Problem: Extend the passage below on MoP expert pruning, continuing directly after its last sentence.

Page text:
3. Algorithmic Pseudocode and Workflow

The MoP process can be summarized as follows:

1. Compute $E_{\text{general}}$ by minimizing $L_{\text{recon}}$ with $m$ experts.
2. Set $E_{\text{cand}} = E \setminus E_{\text{general}}$, $K = r - m$.
3. Cluster calibration activations with K-Means $(K)$, assign domains.
4. For each $i \in E_{\text{cand}}$, compute $v^{\text{perf}}_i \in \mathbb{R}^K$.
5. Compute pairwise normalized Spearman similarity matrix $S_{\text{perf}}(i, j)$ for all $(i, j)$.
6. Run Ward's agglomerative clustering over $E_{\text{cand}}$ using $D(i, j)$.
7. Within each cluster, compute $S_{\text{var}}(i)$, select maximal $e_k^*$.
8. Output the union $E_{\text{final}}$ as the pruned expert set.

This hierarchical, cluster-driven mechanism is designed to guarantee both coverage (domain diversity) and efficiency (no domain is left without a representative specialist).

4. Theoretical Rationale and Comparison to Prior Approaches

MoP is motivated by the observation that minimizing global reconstruction loss (Enumeration Pruning) generally yields a "generic" pool of experts with mediocre specialization, resulting in severe degradation on domains outside the calibration set—a phenomenon described as functional collapse. This is especially acute in MoE models harboring latent specialists crucial for non-mainstream tasks such as arithmetic reasoning or code synthesis.

Given information:

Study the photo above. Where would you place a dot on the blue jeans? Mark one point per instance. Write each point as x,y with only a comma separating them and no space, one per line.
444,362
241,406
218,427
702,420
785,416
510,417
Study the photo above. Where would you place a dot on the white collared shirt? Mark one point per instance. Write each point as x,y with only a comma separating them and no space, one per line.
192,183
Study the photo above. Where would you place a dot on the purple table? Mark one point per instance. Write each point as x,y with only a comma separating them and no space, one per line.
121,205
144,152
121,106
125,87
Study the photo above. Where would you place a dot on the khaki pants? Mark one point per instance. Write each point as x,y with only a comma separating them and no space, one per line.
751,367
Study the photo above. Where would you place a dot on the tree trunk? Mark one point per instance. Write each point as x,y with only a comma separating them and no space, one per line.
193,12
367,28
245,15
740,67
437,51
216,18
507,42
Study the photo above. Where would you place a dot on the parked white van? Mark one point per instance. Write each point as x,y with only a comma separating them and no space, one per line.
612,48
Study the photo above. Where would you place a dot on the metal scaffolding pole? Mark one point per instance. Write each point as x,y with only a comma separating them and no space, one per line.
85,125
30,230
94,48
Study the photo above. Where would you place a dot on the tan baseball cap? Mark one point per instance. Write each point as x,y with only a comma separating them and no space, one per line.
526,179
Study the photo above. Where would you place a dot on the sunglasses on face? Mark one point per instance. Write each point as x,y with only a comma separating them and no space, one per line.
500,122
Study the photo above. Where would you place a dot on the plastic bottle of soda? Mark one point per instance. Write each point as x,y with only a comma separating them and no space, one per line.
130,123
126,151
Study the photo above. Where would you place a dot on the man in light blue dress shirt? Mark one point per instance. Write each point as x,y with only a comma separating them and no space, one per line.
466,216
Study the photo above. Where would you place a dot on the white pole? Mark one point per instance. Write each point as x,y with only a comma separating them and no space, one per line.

Response area:
By introducing a dedicated clustering step of experts' domain error profiles, MoP injects an explicit inductive bias for functional diversity. This ensures that each discovered specialization is represented by the most focused expert (as measured by activation variability), preventing the dilution of domain-specific capacity. The framework thus aims to bridge the generalization gap plaguing prior pruning pipelines, promoting robust transfer of pruned models across diverse tasks without repeated per-domain reconfiguration (Hu et al., 25 Nov 2025).

5. Empirical Evaluation and Results

Extensive experiments substantiate MoP over several major MoE LLMs in both general and specialist-driven evaluations:

Model	Experts Post-Pruning	Enumeration Pruning (Avg)	MoP (Avg)	Absolute Gain
Mixtral-8×7B	6	72.73	74.01	+1.28
Qwen1.5-MoE7B	50	55.11	59.10	+4.00

• General Capability (Benchmarks: ARC-c/e, BoolQ, HellaSwag, MMLU, OBQA, WinoGrande): MoP achieves approximately 7.24% average relative gain over Enumeration Pruning.
• Specialized Tasks (e.g., GSM8K, MATH, HumanEval, MBPP): MoP improves domain-specific expert retention, with an overall average improvement of approximately 8.92%.
  • For instance, in code generation, Qwen1.5-MoE7B saw gains from 1.2, 8.2 to 14.0, 9.3 in HumanEval and MBPP, respectively.
• Diversity Validation: Expert activation heatmaps reveal that Enumeration Pruning leads to a few generalists dominating all domains, whereas MoP selects domain-specialized experts.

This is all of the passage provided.